### TASK BRIEF
Pull out every line in the records below that contains the string "vent", treating uppercase and lowercase as distinct.

──────── DATA FOR THE TASK

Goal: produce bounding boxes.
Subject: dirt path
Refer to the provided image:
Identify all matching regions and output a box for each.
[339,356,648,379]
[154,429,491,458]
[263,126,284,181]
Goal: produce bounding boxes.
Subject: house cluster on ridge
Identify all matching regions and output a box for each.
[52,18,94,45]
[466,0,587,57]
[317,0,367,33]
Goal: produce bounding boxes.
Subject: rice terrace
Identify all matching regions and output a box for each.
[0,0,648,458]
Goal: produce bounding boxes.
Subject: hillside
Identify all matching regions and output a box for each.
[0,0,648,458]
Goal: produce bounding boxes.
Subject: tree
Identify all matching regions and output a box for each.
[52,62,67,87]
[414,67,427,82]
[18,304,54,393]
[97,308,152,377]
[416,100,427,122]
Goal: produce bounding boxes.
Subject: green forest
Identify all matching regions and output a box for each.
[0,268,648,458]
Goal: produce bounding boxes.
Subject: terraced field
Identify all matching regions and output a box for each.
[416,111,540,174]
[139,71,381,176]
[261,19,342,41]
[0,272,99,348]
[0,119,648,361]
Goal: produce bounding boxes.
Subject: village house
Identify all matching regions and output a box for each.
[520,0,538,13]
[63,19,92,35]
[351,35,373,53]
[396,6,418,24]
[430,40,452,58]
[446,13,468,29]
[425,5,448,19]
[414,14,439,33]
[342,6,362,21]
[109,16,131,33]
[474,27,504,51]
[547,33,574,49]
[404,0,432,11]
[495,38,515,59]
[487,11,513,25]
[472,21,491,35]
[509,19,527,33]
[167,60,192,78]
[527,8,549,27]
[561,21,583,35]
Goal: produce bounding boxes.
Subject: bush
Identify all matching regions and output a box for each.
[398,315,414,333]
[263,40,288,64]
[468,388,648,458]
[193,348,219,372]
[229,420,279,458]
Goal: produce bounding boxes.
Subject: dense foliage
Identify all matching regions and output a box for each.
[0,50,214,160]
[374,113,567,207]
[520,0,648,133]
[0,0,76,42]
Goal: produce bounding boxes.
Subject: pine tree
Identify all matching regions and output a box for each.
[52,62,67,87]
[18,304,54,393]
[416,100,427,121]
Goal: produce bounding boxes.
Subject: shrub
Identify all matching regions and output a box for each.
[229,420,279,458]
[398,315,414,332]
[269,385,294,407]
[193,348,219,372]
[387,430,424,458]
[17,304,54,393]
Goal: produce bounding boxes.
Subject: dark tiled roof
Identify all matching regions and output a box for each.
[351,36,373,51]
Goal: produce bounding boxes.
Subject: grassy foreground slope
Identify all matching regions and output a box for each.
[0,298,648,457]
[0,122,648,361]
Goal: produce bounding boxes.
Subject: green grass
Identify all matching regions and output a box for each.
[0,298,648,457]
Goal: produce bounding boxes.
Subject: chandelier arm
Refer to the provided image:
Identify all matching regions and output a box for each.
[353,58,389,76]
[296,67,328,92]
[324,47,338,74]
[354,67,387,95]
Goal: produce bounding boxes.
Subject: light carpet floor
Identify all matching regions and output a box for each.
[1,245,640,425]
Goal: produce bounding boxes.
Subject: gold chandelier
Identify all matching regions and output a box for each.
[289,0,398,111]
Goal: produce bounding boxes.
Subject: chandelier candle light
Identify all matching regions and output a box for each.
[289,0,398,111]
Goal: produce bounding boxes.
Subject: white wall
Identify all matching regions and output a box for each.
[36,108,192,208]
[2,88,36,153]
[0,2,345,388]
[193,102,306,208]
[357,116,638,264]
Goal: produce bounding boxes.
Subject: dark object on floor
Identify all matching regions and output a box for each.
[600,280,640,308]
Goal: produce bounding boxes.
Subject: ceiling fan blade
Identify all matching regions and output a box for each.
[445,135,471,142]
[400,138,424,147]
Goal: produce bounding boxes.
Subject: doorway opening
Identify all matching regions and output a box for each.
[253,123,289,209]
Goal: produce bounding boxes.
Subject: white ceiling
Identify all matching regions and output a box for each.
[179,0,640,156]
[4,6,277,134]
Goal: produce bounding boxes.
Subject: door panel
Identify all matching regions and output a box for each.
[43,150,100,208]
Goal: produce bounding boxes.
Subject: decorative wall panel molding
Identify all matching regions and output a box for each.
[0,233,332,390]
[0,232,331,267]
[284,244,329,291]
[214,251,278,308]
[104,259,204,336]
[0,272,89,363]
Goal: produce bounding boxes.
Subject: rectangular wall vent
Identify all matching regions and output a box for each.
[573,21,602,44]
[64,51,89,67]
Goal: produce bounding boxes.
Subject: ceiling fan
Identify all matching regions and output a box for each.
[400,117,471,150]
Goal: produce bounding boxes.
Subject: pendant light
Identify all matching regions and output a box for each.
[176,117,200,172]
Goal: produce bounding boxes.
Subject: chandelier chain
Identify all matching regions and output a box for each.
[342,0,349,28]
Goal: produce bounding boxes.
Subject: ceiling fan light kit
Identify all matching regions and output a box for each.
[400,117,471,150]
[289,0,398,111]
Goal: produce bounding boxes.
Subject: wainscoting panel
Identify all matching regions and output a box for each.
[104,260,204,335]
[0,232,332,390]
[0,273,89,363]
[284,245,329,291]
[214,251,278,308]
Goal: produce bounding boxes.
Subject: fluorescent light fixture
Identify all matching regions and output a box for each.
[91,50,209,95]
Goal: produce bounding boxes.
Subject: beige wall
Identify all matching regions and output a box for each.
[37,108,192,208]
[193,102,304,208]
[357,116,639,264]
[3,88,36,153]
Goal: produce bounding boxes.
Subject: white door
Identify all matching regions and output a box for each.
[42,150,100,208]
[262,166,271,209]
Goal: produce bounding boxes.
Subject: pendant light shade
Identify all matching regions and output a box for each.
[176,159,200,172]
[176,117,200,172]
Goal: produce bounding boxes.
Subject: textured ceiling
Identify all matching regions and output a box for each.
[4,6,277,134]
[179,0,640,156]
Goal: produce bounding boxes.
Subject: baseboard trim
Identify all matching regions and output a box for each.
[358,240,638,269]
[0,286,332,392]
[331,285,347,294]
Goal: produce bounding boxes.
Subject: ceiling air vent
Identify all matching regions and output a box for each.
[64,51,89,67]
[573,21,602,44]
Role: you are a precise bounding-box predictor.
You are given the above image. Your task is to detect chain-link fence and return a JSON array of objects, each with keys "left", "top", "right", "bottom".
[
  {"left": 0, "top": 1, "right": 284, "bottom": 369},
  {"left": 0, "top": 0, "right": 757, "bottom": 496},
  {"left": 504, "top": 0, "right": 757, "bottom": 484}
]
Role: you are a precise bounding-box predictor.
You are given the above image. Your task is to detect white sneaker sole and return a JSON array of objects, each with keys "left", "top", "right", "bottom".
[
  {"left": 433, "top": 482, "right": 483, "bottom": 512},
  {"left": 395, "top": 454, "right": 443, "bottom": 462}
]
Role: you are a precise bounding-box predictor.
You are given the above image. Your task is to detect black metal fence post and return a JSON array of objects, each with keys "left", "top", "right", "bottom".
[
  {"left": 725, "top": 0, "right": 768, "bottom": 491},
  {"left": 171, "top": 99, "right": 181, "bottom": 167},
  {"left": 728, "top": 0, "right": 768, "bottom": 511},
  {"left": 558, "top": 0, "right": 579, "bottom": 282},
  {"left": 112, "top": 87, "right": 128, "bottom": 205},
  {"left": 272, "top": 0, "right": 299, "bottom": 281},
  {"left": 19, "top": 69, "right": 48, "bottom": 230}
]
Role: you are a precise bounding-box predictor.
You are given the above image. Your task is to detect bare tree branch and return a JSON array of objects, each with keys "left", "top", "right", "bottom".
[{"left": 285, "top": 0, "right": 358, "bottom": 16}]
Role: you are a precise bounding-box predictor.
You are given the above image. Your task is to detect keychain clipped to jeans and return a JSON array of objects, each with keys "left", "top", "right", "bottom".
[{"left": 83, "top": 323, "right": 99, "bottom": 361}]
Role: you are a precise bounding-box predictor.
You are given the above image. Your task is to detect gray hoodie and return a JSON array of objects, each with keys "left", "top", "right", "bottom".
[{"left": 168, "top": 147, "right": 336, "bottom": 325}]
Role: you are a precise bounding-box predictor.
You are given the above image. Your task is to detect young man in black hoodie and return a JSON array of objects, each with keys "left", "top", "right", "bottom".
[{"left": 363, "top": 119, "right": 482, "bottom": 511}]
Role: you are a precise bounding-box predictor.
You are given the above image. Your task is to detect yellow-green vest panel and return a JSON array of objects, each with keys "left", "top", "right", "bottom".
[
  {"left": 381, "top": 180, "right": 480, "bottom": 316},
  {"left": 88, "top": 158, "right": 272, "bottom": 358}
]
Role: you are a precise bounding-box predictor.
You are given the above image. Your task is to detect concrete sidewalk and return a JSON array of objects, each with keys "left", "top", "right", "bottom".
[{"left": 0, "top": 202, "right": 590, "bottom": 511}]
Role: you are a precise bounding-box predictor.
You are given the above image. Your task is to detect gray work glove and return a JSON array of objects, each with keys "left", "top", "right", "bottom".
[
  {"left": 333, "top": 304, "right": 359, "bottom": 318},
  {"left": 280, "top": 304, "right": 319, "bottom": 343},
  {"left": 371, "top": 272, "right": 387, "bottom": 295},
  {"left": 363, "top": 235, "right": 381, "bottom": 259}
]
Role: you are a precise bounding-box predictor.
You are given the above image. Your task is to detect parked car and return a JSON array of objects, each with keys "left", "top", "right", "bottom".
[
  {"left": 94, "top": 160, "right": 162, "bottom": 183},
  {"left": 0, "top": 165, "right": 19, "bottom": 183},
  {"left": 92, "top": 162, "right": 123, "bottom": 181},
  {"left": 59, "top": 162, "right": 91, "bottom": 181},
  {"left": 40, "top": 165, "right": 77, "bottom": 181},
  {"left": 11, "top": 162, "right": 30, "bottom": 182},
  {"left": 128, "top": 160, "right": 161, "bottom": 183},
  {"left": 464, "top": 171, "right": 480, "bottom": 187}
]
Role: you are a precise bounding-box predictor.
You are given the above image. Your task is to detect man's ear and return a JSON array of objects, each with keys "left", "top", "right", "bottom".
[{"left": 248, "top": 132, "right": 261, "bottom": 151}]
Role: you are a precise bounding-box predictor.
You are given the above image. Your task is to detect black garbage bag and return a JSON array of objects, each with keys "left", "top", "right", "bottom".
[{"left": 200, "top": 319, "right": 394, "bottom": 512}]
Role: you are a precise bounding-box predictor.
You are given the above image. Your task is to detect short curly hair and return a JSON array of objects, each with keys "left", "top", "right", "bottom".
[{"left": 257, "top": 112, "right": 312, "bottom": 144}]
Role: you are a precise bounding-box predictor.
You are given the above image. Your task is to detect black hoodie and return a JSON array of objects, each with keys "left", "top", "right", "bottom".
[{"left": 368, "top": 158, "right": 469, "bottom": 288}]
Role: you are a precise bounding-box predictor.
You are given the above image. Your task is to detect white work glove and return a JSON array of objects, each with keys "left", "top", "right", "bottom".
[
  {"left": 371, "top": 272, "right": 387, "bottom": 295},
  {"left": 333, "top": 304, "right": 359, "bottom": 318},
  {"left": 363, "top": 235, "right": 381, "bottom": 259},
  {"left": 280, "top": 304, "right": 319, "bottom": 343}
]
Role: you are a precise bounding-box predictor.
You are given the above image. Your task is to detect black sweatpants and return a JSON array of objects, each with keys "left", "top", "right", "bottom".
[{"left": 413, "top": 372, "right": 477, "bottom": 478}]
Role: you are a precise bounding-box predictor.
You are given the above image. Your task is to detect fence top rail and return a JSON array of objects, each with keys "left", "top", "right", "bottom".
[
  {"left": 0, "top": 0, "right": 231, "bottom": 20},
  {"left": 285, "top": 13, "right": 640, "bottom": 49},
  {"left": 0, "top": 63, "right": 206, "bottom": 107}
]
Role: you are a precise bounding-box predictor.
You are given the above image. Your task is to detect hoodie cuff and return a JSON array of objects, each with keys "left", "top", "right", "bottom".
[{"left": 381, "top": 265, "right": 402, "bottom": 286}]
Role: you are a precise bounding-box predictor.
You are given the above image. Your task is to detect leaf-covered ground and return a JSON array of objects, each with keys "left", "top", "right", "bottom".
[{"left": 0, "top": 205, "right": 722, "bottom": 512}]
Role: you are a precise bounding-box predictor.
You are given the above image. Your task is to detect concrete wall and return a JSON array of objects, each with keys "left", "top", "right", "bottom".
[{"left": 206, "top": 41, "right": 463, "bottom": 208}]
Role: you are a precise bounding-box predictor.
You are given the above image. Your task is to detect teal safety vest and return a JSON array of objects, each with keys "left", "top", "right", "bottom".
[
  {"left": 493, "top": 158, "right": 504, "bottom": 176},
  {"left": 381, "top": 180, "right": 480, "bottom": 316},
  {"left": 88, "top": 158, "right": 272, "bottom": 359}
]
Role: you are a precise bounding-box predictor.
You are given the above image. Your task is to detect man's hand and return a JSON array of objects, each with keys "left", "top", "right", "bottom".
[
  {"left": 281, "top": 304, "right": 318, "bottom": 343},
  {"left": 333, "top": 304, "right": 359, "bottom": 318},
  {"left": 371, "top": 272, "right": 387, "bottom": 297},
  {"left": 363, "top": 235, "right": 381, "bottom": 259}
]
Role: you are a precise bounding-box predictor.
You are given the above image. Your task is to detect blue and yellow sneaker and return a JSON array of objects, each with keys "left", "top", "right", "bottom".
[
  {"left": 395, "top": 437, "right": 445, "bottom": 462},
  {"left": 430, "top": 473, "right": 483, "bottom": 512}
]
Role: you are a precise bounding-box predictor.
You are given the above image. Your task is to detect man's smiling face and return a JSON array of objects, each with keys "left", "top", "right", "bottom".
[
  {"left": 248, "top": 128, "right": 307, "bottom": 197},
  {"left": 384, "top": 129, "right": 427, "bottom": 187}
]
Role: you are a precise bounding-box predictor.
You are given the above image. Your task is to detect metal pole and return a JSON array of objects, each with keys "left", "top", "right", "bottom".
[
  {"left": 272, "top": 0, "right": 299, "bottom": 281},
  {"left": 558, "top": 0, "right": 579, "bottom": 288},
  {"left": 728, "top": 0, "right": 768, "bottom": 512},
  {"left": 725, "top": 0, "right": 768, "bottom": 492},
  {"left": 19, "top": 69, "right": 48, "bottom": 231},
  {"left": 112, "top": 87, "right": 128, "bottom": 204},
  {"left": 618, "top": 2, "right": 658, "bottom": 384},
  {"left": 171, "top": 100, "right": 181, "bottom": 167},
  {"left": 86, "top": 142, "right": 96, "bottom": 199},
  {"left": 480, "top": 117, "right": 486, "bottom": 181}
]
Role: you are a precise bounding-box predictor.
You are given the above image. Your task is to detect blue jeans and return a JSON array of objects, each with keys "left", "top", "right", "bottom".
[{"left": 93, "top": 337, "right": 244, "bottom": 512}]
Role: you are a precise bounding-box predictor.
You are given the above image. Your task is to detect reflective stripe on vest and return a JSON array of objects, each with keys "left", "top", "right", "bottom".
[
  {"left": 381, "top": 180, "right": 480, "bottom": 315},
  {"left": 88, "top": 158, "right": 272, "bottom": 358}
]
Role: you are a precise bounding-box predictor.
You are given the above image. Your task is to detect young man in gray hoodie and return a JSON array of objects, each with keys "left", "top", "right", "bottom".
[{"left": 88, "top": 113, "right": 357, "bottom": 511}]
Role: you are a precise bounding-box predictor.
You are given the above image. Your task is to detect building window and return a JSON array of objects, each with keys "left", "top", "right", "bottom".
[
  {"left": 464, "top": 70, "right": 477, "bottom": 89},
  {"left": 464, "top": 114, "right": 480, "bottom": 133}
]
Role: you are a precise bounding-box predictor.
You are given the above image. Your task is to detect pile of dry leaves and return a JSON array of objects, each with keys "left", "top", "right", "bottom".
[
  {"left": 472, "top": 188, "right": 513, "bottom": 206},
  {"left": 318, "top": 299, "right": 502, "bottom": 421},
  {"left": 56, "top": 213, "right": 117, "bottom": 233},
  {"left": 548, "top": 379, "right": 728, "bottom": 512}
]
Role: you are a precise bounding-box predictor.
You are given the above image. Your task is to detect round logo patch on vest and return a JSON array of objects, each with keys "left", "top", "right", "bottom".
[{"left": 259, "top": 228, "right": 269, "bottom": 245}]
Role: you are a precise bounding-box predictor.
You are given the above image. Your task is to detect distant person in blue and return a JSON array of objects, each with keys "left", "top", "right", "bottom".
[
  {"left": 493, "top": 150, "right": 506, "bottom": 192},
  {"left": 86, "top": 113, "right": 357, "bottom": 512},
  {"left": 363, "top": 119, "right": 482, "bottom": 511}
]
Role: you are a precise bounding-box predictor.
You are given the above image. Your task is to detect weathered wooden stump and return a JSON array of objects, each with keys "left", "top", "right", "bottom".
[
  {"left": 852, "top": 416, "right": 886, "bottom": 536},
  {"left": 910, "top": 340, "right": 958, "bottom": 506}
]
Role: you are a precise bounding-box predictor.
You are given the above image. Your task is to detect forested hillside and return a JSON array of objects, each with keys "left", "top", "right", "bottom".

────────────────

### OUTPUT BELOW
Subject: rectangular wall vent
Subject: ceiling air vent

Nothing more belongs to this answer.